-- Material to process --

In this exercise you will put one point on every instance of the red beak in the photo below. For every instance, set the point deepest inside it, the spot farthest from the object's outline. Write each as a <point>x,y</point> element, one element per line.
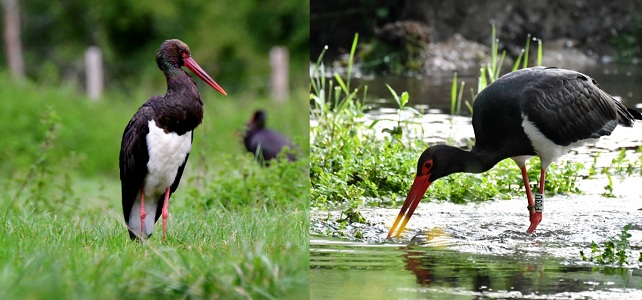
<point>192,65</point>
<point>417,192</point>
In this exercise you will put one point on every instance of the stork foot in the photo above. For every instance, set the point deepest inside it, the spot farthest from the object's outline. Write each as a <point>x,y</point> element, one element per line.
<point>165,212</point>
<point>536,218</point>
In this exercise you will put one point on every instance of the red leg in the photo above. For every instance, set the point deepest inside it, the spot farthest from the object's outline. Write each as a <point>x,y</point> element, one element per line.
<point>165,212</point>
<point>143,213</point>
<point>535,217</point>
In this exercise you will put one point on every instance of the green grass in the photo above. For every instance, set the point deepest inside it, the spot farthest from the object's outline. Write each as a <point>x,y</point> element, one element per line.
<point>236,230</point>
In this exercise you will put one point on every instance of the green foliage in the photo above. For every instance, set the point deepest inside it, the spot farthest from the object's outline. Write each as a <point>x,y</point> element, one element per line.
<point>236,229</point>
<point>351,162</point>
<point>492,71</point>
<point>612,252</point>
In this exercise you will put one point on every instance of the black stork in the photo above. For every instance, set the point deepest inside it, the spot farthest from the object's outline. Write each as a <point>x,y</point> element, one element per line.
<point>264,143</point>
<point>157,141</point>
<point>536,111</point>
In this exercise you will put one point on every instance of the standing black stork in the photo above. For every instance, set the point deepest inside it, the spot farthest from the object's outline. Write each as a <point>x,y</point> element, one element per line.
<point>264,143</point>
<point>530,112</point>
<point>157,141</point>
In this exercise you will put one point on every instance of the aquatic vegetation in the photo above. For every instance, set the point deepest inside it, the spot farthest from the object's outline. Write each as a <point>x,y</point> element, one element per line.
<point>350,162</point>
<point>491,71</point>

-- Exercise goal --
Set out every line of the material above as a JSON list of strings, one string per line, with blank lines omitted. Leave the picture out of the list.

-- Task output --
[
  "In this exercise you will put one point on every instance of the red beak in the photo below. For every instance, set the point deepest inside it, the spot farthest from the object's outline. Write each as a <point>x,y</point> element, one element per line.",
  "<point>192,65</point>",
  "<point>417,192</point>",
  "In this exercise you will put one point on every instance of the stork foot in the photo above. For every instance, set the point deepest inside it, the spot farthest from the object's outline. Write each as a <point>x,y</point> element, one element per line.",
  "<point>165,212</point>",
  "<point>536,218</point>",
  "In this exercise you will put one point on every instance of the red leg in the photo above. For every instance, set the point deepest inside it, the spot farthest from the object's outline. Write each as a <point>x,y</point> element, one element per line.",
  "<point>165,212</point>",
  "<point>143,213</point>",
  "<point>535,217</point>",
  "In this exercise you will put one point on every instance of the green grass in the photo above. For every instance, set the point deepest inside it, the spot farthest from the object's outline. Write each as a <point>x,y</point> element, one element per line.",
  "<point>236,230</point>",
  "In this exercise you will put one point on every instance of the green foliage in the photo above. For every instance, set the point deepest inside it, the spot farthest from the object's outline. Write each as a <point>x,y</point> element, one element per line.",
  "<point>236,229</point>",
  "<point>351,162</point>",
  "<point>492,71</point>",
  "<point>612,252</point>",
  "In this exercise you will put one point on every instance of the black stork in the photo above. For every instance, set the point deepest inside it, the spot farthest from the object's outline. Write each as a <point>x,y</point> element, one element per line.",
  "<point>264,143</point>",
  "<point>157,141</point>",
  "<point>536,111</point>",
  "In this exercise you will put one point on every instance of the standing black stork in the photo above. For every instance, set the point deepest inside it, the spot farthest from the object's outline. Write each as a <point>x,y</point> element, one element per line.",
  "<point>264,143</point>",
  "<point>530,112</point>",
  "<point>157,141</point>",
  "In this exercise you will put one point on every instance of the aquatic vegetation in the photo above. For every instance, set the point deepest inside it, the spot farthest from the object's outline. Write each as a <point>x,y</point> element, one element per line.",
  "<point>350,162</point>",
  "<point>491,71</point>"
]